DIRECTION:
Give every entry again, word for word.

[start DATASET RECORDS]

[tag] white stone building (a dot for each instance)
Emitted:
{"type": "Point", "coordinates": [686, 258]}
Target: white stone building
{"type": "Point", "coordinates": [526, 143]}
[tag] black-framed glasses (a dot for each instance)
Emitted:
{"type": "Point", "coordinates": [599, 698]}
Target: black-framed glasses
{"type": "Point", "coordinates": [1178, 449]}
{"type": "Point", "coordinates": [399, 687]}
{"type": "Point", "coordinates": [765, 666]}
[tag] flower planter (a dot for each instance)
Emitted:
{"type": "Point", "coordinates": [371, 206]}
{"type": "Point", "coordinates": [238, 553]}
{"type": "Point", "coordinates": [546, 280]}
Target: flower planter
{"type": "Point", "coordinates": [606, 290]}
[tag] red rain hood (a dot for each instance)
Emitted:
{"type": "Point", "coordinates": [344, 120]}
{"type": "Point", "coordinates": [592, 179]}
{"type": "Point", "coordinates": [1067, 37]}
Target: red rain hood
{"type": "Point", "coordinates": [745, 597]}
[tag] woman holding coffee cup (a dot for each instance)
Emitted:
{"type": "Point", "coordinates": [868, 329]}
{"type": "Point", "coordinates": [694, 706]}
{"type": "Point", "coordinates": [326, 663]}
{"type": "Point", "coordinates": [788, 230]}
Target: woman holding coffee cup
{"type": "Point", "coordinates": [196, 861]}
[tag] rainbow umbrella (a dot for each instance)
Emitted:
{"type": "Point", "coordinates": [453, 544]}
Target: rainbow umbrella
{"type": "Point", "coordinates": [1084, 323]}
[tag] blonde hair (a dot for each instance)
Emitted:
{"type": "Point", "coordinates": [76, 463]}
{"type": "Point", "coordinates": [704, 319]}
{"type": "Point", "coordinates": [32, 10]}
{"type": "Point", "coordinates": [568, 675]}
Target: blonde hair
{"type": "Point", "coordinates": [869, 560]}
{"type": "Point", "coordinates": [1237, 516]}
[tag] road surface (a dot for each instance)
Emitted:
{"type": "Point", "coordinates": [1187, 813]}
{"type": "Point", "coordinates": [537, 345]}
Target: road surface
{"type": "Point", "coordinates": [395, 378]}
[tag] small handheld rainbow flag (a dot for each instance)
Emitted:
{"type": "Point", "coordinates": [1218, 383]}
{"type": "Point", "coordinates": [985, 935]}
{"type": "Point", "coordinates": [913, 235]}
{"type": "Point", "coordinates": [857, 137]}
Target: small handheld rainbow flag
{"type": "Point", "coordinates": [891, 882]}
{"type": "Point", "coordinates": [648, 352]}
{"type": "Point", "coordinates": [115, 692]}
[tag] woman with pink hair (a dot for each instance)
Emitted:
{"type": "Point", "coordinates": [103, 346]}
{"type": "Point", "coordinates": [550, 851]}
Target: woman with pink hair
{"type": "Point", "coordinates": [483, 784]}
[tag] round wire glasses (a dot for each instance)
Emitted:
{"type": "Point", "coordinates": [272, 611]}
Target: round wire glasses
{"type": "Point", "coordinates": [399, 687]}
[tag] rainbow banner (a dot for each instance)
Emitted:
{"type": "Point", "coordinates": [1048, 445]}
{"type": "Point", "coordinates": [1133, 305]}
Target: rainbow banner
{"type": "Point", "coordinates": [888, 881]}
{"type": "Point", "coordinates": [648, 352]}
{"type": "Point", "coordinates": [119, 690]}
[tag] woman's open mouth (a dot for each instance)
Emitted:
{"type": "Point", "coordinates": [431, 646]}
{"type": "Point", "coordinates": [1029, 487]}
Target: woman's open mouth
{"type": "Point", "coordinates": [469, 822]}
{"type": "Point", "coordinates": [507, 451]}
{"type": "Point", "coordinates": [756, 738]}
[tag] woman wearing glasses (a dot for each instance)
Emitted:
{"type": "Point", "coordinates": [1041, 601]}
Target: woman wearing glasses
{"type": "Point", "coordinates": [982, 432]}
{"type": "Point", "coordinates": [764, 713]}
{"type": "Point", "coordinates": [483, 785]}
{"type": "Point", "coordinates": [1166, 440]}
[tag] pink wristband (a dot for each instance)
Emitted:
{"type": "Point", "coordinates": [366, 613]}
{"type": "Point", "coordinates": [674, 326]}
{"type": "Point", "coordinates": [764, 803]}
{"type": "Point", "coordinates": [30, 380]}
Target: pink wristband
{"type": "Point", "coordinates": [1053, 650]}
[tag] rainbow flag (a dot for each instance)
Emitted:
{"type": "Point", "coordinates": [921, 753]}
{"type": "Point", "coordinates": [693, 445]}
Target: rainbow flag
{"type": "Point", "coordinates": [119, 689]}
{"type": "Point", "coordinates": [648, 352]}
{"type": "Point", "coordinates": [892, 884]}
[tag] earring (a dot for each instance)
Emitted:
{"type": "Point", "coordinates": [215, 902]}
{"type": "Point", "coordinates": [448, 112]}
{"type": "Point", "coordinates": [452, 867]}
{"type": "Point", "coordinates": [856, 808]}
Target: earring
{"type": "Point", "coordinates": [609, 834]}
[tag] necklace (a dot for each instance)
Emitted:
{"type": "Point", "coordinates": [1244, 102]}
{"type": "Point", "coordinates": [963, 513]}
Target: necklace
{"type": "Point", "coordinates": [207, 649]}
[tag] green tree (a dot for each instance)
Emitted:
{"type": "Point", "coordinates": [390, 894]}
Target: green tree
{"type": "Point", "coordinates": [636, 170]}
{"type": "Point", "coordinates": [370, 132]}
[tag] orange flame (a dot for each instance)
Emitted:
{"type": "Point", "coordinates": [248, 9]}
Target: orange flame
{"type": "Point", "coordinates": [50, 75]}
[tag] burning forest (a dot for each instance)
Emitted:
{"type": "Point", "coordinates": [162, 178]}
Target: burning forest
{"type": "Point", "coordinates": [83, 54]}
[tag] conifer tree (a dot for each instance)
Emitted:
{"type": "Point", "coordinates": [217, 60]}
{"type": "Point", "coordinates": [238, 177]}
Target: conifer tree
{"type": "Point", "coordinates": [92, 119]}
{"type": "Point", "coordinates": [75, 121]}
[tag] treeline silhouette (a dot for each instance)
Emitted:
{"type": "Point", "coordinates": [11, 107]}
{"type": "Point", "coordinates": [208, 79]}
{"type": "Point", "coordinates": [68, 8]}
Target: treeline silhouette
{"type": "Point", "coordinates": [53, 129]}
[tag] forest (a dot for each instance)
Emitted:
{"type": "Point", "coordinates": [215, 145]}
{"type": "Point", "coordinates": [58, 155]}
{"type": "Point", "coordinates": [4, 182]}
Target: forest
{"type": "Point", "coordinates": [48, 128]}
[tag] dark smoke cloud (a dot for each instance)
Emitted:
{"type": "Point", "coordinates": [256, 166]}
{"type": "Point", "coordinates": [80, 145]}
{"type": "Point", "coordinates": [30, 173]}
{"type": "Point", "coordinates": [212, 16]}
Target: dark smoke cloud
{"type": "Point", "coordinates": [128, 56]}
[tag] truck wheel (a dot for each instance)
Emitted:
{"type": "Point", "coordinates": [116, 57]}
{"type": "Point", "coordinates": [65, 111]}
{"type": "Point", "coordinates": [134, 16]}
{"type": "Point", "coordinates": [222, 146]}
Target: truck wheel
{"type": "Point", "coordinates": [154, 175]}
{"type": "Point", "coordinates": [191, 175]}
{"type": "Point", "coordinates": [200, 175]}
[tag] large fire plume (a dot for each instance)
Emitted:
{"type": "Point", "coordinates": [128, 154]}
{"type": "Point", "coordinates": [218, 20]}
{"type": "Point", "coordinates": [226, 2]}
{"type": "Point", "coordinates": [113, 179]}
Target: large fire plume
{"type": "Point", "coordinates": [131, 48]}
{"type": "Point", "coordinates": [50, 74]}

[end DATASET RECORDS]

TASK RESULT:
[tag] white stone building (a dot for each instance)
Emitted:
{"type": "Point", "coordinates": [686, 258]}
Target: white stone building
{"type": "Point", "coordinates": [526, 143]}
[tag] black-framed glasses (a dot for each instance)
Emitted:
{"type": "Point", "coordinates": [599, 698]}
Target: black-framed glasses
{"type": "Point", "coordinates": [1178, 449]}
{"type": "Point", "coordinates": [399, 687]}
{"type": "Point", "coordinates": [765, 666]}
[tag] flower planter (a dot for each instance)
Emitted:
{"type": "Point", "coordinates": [371, 206]}
{"type": "Point", "coordinates": [238, 553]}
{"type": "Point", "coordinates": [546, 280]}
Target: flower planter
{"type": "Point", "coordinates": [606, 290]}
[tag] red rain hood (a dot for each instance)
Emitted:
{"type": "Point", "coordinates": [344, 120]}
{"type": "Point", "coordinates": [592, 179]}
{"type": "Point", "coordinates": [1067, 37]}
Target: red rain hood
{"type": "Point", "coordinates": [745, 597]}
[tag] woman holding coffee cup (a dot for each instance)
Emitted:
{"type": "Point", "coordinates": [868, 329]}
{"type": "Point", "coordinates": [694, 706]}
{"type": "Point", "coordinates": [326, 663]}
{"type": "Point", "coordinates": [788, 230]}
Target: woman holding coffee cup
{"type": "Point", "coordinates": [196, 861]}
[tag] rainbow umbrella (a dot for each instance)
Emitted:
{"type": "Point", "coordinates": [453, 544]}
Target: rainbow umbrella
{"type": "Point", "coordinates": [1084, 323]}
[tag] blonde hair (a dot for each instance)
Emitted:
{"type": "Point", "coordinates": [76, 463]}
{"type": "Point", "coordinates": [704, 319]}
{"type": "Point", "coordinates": [32, 10]}
{"type": "Point", "coordinates": [568, 675]}
Target: blonde hair
{"type": "Point", "coordinates": [869, 560]}
{"type": "Point", "coordinates": [1237, 516]}
[tag] road surface (a dot for each instance)
Emitted:
{"type": "Point", "coordinates": [1187, 813]}
{"type": "Point", "coordinates": [537, 345]}
Target: road surface
{"type": "Point", "coordinates": [395, 378]}
[tag] small handheld rainbow flag (a dot for each instance)
Emitted:
{"type": "Point", "coordinates": [1218, 383]}
{"type": "Point", "coordinates": [985, 935]}
{"type": "Point", "coordinates": [913, 235]}
{"type": "Point", "coordinates": [857, 137]}
Target: small handheld rainbow flag
{"type": "Point", "coordinates": [891, 882]}
{"type": "Point", "coordinates": [648, 352]}
{"type": "Point", "coordinates": [115, 692]}
[tag] woman with pink hair (a dot for each instance)
Emitted:
{"type": "Point", "coordinates": [103, 346]}
{"type": "Point", "coordinates": [550, 851]}
Target: woman with pink hair
{"type": "Point", "coordinates": [483, 784]}
[tag] round wire glasses (a dot for each instance)
Emitted:
{"type": "Point", "coordinates": [272, 611]}
Target: round wire glasses
{"type": "Point", "coordinates": [399, 687]}
[tag] rainbow banner (a dot for each instance)
Emitted:
{"type": "Point", "coordinates": [1048, 445]}
{"type": "Point", "coordinates": [1133, 305]}
Target: rainbow banner
{"type": "Point", "coordinates": [888, 881]}
{"type": "Point", "coordinates": [648, 352]}
{"type": "Point", "coordinates": [119, 690]}
[tag] woman's open mouth (a dot for each instance)
Emitted:
{"type": "Point", "coordinates": [431, 646]}
{"type": "Point", "coordinates": [1029, 487]}
Target: woman's open mouth
{"type": "Point", "coordinates": [469, 822]}
{"type": "Point", "coordinates": [507, 451]}
{"type": "Point", "coordinates": [756, 738]}
[tag] woman wearing glasses (a dot for each instance)
Emitted:
{"type": "Point", "coordinates": [1041, 601]}
Target: woman wearing glasses
{"type": "Point", "coordinates": [982, 432]}
{"type": "Point", "coordinates": [764, 713]}
{"type": "Point", "coordinates": [483, 785]}
{"type": "Point", "coordinates": [1166, 440]}
[tag] pink wristband (a dot for each instance)
Emitted:
{"type": "Point", "coordinates": [366, 613]}
{"type": "Point", "coordinates": [674, 326]}
{"type": "Point", "coordinates": [764, 803]}
{"type": "Point", "coordinates": [30, 380]}
Target: pink wristband
{"type": "Point", "coordinates": [1053, 650]}
[tag] rainbow flag (a dot for each instance)
Emitted:
{"type": "Point", "coordinates": [921, 753]}
{"type": "Point", "coordinates": [693, 445]}
Target: rainbow flag
{"type": "Point", "coordinates": [119, 689]}
{"type": "Point", "coordinates": [648, 352]}
{"type": "Point", "coordinates": [892, 884]}
[tag] earring (a dot for each instance)
Emitted:
{"type": "Point", "coordinates": [215, 902]}
{"type": "Point", "coordinates": [448, 112]}
{"type": "Point", "coordinates": [452, 867]}
{"type": "Point", "coordinates": [856, 808]}
Target: earring
{"type": "Point", "coordinates": [609, 834]}
[tag] necklace (a dot for each instance)
Emitted:
{"type": "Point", "coordinates": [1244, 102]}
{"type": "Point", "coordinates": [963, 513]}
Target: necklace
{"type": "Point", "coordinates": [207, 649]}
[tag] green tree (a dot for each instance)
Emitted:
{"type": "Point", "coordinates": [390, 894]}
Target: green tree
{"type": "Point", "coordinates": [636, 170]}
{"type": "Point", "coordinates": [370, 132]}
[tag] orange flame (a dot for each instance)
Emitted:
{"type": "Point", "coordinates": [248, 9]}
Target: orange flame
{"type": "Point", "coordinates": [50, 75]}
[tag] burning forest (a dot for each instance)
Emitted:
{"type": "Point", "coordinates": [162, 178]}
Target: burning forest
{"type": "Point", "coordinates": [83, 54]}
[tag] conifer tree (a dot for each instance)
Emitted:
{"type": "Point", "coordinates": [217, 60]}
{"type": "Point", "coordinates": [238, 177]}
Target: conifer tree
{"type": "Point", "coordinates": [92, 119]}
{"type": "Point", "coordinates": [75, 121]}
[tag] treeline silhouette (a dot for each instance)
Emitted:
{"type": "Point", "coordinates": [11, 107]}
{"type": "Point", "coordinates": [208, 79]}
{"type": "Point", "coordinates": [68, 8]}
Target: treeline silhouette
{"type": "Point", "coordinates": [53, 129]}
[tag] forest (a dot for each instance)
Emitted:
{"type": "Point", "coordinates": [215, 145]}
{"type": "Point", "coordinates": [58, 155]}
{"type": "Point", "coordinates": [4, 182]}
Target: forest
{"type": "Point", "coordinates": [48, 128]}
[tag] dark smoke cloud (a dot for each instance)
Emitted:
{"type": "Point", "coordinates": [256, 166]}
{"type": "Point", "coordinates": [80, 145]}
{"type": "Point", "coordinates": [30, 173]}
{"type": "Point", "coordinates": [212, 16]}
Target: dark smoke cloud
{"type": "Point", "coordinates": [128, 56]}
[tag] truck wheel (a dot for each instance)
Emitted:
{"type": "Point", "coordinates": [116, 57]}
{"type": "Point", "coordinates": [65, 111]}
{"type": "Point", "coordinates": [134, 16]}
{"type": "Point", "coordinates": [222, 146]}
Target: truck wheel
{"type": "Point", "coordinates": [154, 175]}
{"type": "Point", "coordinates": [191, 175]}
{"type": "Point", "coordinates": [200, 175]}
[tag] large fire plume (a dot for each instance)
Emitted:
{"type": "Point", "coordinates": [128, 154]}
{"type": "Point", "coordinates": [218, 20]}
{"type": "Point", "coordinates": [226, 2]}
{"type": "Point", "coordinates": [113, 179]}
Target: large fire plume
{"type": "Point", "coordinates": [131, 48]}
{"type": "Point", "coordinates": [50, 74]}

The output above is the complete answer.